> [Metin Parçası]:
━━━━━━
Buldan: Biz zor lokmayız, boğazlarında kalırız!

Eş Genel Başkanımız Pervin Buldan'ın Yeni Yaşam'a verdiği röportaj:

Türkiye halkları bir yandan koronavirüs salgınıyla mücadele ederken diğer yandan da yoksulluğa, haksızlığa ve adaletsizliklere karşı ayakta kalmaya çalışıyor. Muhalif kesime AKP-MHP rejiminin hukuksuz uygulamaları artarken, kadınların kazanımlarına da büyük bir saldırı yaşanıyor.

Gündemin en yakıcı konularının başında Halkların Demokratik Partisi’ne (HDP) yönelik kapatma girişimi ile kadınların erkek-devlet şiddetine karşı anayasası olarak değerlendirilen İstanbul Sözleşmesi’nin feshedilmesi kararı var.

HDP’li kadınlar, 9 Nisan’da kadın gazetecilerle bir toplantı gerçekleştirdi. Toplantının konusu İstanbul Sözleşmesi’nin AKP’li Cumhurbaşkanı Tayyip Erdoğan’ın imzasıyla kaldırılma kararıydı. HDP Eş Genel Başkanı Pervin Buldan, HDP Batman Milletvekili ve Kadın Meclisi Sözcüsü Ayşe Acar Başaran, HDP İstanbul Milletvekili Hüda Kaya ve HDP İstanbul İl Eşbaşkanı Elif Bulut’un katılımıyla yapılan toplantıda, kadın gazetecilerin İstanbul Sözleşmesi ile ilgili fikir ve önerileri alındı.
━━━━━━
> [Verilen Malzeme]:
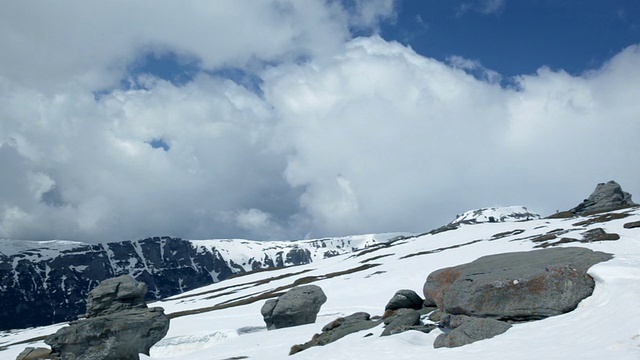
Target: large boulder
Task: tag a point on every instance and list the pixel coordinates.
(119, 326)
(516, 286)
(605, 197)
(118, 336)
(116, 294)
(297, 306)
(469, 329)
(337, 329)
(405, 299)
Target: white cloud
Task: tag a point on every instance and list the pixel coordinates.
(365, 136)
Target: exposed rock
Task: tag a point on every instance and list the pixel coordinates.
(632, 225)
(516, 286)
(337, 329)
(470, 330)
(598, 234)
(119, 325)
(267, 311)
(116, 294)
(453, 321)
(32, 353)
(605, 197)
(297, 306)
(405, 299)
(401, 321)
(118, 336)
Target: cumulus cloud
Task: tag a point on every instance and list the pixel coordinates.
(364, 135)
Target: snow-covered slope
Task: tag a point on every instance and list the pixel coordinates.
(223, 320)
(50, 280)
(495, 214)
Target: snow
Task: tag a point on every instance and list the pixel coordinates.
(605, 325)
(495, 214)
━━━━━━
> [Görev Tanımı]:
Metin parçasında geçen "Toplantının konusu İstanbul Sözleşmesi’nin AKP’li Cumhurbaşkanı Tayyip Erdoğan’ın imzasıyla kaldırılma kararıydı." cümlesini İngilizceye çevirin. Satırların bu çalışmada hiçbir işlevi yoktur.

> [Görev Yanıtı]:
The subject of the meeting was the decision to abolish the Istanbul Convention by the signature of AKP President Tayyip Erdoğan.